Entries:
-------------------------
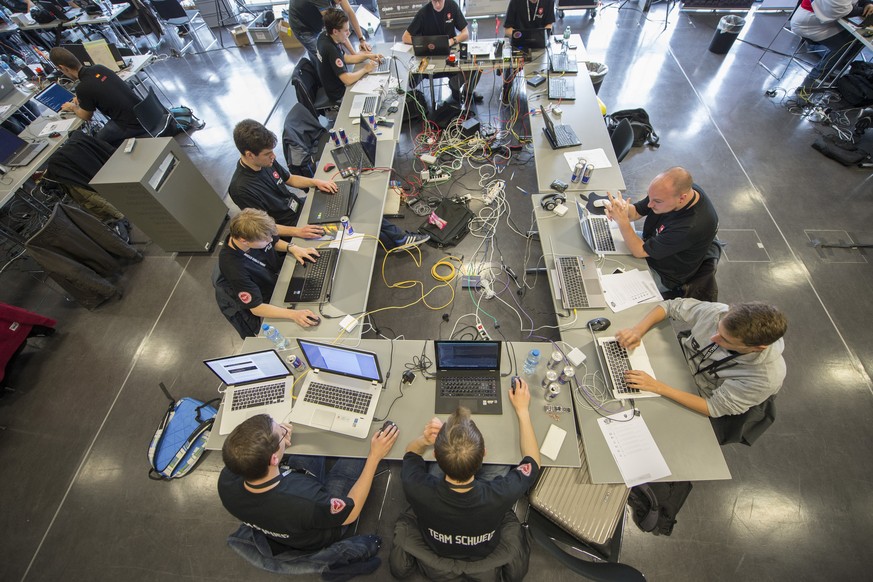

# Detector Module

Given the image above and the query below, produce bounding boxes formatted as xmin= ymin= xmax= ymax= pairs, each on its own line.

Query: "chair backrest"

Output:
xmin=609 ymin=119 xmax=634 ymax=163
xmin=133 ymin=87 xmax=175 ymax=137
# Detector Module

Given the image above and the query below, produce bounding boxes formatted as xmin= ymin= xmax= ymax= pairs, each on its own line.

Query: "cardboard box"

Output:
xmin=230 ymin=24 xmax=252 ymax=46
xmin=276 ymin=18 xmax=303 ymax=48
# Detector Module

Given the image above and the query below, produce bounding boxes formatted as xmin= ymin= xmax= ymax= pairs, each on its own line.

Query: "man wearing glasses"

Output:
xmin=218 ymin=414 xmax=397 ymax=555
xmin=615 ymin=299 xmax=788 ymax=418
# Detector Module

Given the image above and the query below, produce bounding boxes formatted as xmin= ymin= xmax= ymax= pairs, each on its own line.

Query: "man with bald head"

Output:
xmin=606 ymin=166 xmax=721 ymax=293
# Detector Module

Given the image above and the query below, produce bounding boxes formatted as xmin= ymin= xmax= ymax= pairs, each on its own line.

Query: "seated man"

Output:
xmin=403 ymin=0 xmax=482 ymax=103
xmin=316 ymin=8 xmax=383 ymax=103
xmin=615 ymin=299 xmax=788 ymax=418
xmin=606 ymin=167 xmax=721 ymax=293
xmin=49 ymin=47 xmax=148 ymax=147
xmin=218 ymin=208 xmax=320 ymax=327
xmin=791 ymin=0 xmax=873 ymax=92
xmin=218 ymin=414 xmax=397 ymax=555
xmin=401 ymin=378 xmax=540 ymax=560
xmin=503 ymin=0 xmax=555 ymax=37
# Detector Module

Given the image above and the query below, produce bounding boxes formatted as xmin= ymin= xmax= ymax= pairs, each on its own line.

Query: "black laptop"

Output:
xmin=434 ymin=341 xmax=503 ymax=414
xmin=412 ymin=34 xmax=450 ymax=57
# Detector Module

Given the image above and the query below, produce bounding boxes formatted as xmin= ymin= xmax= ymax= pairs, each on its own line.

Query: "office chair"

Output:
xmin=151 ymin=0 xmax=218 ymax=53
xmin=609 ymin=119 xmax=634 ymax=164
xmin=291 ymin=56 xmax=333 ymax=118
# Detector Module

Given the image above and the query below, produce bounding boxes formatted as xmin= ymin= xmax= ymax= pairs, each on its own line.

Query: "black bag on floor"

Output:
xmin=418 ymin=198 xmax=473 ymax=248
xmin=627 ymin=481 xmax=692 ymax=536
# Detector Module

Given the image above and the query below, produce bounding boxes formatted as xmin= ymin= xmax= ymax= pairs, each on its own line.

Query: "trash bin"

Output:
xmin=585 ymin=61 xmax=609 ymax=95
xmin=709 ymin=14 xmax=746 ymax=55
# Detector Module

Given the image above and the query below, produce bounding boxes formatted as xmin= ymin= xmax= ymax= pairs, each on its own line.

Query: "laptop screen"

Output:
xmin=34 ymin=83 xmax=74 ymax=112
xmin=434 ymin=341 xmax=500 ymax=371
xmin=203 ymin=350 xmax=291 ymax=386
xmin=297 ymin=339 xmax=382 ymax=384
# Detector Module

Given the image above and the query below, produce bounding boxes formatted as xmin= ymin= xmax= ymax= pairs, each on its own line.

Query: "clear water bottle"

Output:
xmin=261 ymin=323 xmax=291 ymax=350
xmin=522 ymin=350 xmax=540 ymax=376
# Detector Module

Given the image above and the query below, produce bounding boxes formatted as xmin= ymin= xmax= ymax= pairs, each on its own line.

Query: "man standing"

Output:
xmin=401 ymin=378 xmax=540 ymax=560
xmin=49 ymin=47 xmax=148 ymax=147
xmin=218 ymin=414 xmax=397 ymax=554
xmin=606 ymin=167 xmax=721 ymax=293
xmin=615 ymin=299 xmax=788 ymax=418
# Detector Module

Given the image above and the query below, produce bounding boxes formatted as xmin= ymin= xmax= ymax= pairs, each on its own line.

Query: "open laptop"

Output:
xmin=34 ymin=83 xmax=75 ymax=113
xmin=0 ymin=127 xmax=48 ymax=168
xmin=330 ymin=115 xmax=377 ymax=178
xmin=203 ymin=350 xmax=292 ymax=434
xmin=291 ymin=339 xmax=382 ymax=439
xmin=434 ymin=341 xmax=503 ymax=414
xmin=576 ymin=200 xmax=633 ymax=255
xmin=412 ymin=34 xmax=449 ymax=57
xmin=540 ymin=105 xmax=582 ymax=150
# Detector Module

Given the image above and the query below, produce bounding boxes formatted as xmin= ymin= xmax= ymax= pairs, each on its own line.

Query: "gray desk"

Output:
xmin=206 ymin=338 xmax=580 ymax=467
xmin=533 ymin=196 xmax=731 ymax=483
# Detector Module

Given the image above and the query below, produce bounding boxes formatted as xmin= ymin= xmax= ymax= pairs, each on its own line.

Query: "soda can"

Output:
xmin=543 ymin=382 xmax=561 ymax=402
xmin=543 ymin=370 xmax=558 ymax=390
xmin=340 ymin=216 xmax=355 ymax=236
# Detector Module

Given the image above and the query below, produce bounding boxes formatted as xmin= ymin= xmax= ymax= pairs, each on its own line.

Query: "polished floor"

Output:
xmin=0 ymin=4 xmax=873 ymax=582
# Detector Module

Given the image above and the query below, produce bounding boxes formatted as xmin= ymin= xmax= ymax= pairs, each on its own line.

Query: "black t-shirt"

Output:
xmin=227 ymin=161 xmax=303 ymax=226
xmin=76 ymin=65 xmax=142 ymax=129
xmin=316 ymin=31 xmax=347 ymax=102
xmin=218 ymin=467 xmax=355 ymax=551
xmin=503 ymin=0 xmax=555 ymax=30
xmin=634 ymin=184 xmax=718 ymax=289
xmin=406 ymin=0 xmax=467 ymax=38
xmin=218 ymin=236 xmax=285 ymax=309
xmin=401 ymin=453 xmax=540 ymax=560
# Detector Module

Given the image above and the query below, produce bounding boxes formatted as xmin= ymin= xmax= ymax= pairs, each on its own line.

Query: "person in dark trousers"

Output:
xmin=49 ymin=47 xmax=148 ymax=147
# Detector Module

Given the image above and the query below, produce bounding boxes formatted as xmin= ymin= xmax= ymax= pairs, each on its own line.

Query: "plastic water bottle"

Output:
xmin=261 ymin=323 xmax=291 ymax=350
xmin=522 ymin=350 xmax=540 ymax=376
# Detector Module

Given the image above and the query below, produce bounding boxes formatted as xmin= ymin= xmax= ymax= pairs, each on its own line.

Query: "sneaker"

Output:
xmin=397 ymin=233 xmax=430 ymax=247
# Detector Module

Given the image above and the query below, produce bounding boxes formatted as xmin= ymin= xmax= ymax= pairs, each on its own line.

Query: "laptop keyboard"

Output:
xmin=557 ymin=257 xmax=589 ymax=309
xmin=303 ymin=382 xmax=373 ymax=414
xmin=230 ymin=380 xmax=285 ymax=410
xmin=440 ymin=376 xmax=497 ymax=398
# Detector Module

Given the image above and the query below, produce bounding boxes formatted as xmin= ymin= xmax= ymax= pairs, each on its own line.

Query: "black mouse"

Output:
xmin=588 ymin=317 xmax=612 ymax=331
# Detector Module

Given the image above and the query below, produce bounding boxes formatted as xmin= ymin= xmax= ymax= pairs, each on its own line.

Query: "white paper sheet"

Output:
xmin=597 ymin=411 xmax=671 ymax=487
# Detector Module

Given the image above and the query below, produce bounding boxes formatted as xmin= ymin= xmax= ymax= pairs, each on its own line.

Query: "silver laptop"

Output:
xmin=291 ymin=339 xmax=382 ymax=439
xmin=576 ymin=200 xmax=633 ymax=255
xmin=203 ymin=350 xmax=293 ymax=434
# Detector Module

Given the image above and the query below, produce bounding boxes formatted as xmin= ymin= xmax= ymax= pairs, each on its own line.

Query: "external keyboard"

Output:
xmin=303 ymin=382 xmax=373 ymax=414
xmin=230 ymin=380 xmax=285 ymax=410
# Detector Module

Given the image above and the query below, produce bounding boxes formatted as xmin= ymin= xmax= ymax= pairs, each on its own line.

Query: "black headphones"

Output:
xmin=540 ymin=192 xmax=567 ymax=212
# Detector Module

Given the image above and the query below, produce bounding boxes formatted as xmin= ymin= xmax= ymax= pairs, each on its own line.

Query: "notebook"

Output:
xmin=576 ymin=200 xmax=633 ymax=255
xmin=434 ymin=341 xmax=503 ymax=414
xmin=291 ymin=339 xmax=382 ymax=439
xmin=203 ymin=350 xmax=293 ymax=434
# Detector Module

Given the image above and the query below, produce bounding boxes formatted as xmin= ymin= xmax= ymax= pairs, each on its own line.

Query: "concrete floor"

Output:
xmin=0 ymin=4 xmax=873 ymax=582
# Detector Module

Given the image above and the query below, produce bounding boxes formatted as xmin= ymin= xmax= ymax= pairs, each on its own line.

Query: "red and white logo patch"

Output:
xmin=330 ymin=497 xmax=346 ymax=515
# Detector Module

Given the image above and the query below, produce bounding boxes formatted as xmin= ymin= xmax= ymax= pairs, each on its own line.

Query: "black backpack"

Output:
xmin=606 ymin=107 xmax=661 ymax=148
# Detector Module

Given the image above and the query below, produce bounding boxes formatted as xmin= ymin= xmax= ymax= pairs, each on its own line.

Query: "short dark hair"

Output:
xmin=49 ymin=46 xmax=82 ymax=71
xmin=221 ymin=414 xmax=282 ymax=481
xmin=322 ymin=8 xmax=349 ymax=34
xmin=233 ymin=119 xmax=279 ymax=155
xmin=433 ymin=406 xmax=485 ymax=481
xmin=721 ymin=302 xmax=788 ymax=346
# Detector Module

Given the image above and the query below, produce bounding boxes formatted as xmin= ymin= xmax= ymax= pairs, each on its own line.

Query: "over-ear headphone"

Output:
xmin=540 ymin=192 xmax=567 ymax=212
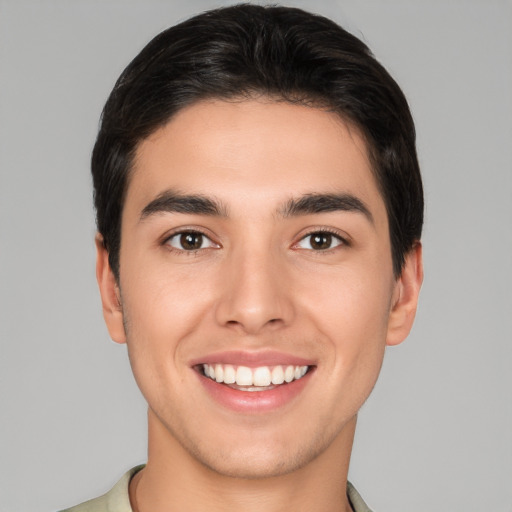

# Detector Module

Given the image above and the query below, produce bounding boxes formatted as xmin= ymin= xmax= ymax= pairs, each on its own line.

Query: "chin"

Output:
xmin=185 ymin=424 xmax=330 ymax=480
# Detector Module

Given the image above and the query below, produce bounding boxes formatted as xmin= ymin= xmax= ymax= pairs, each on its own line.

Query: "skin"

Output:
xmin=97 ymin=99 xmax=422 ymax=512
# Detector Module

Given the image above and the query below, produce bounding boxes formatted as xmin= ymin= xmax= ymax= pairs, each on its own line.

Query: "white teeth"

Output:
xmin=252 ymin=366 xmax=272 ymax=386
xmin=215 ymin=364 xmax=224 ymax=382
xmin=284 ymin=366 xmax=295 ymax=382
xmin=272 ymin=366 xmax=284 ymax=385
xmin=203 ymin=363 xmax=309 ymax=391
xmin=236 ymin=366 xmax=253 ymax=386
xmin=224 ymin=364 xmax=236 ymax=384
-------------------------
Can you write out, word for word, every line from the start of the entries through the line holding "xmin=133 ymin=87 xmax=175 ymax=137", inclusive, leaving the pictures out?

Problem solution:
# Detector Module

Given the image above and the query below, produce bounding boxes formatted as xmin= ymin= xmax= ymax= pairs, each on its own line.

Query: "chair backrest"

Output:
xmin=609 ymin=119 xmax=634 ymax=163
xmin=133 ymin=87 xmax=175 ymax=137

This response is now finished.